--- Records to process Enclosed Below ---

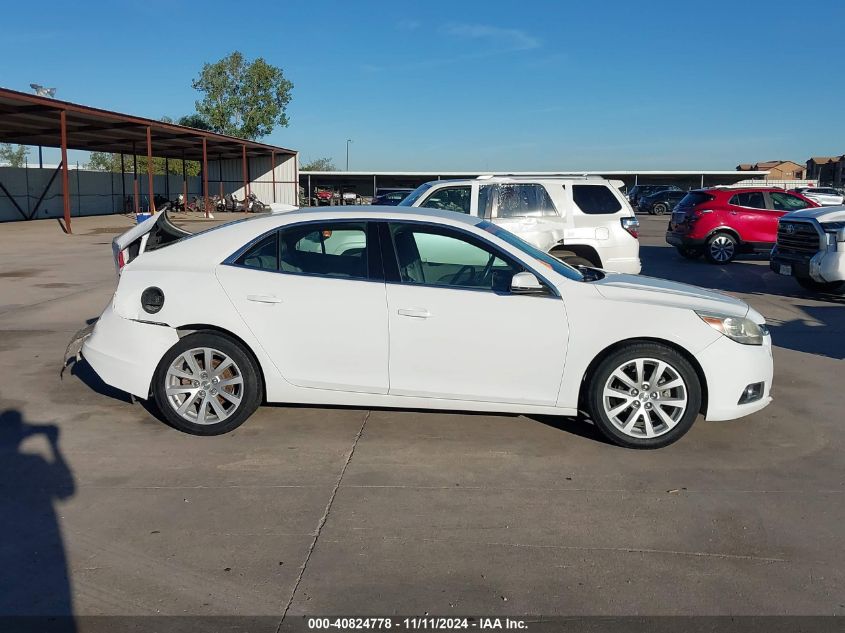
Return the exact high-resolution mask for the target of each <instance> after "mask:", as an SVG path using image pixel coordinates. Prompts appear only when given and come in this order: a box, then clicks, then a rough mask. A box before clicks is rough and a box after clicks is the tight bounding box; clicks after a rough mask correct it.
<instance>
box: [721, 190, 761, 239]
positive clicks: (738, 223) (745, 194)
mask: <svg viewBox="0 0 845 633" xmlns="http://www.w3.org/2000/svg"><path fill="white" fill-rule="evenodd" d="M728 205H729V209H728V214H727V217H726V218H725V219H726V220H727V224H728V226H730V227H731V228H733V229H735V230H736V231H737V232H738V233H739V236H740V239H742V241H743V242H748V243H752V244H753V243H758V242H765V241H766V240H765V235H766V226H767V223H768V220H769V216H770V215H771V213H770V211H769V210H768V209H767V205H766V197H765V196H764V195H763V192H762V191H743V192H740V193H737V194H735V195H733V196H732V197H731V199H730V200H729V201H728Z"/></svg>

--- End of Enclosed Records to process ---

__Exercise goal__.
Going through the data above, count the lines where the string "instance" appears, and answer with only that number.

__Response below__.
2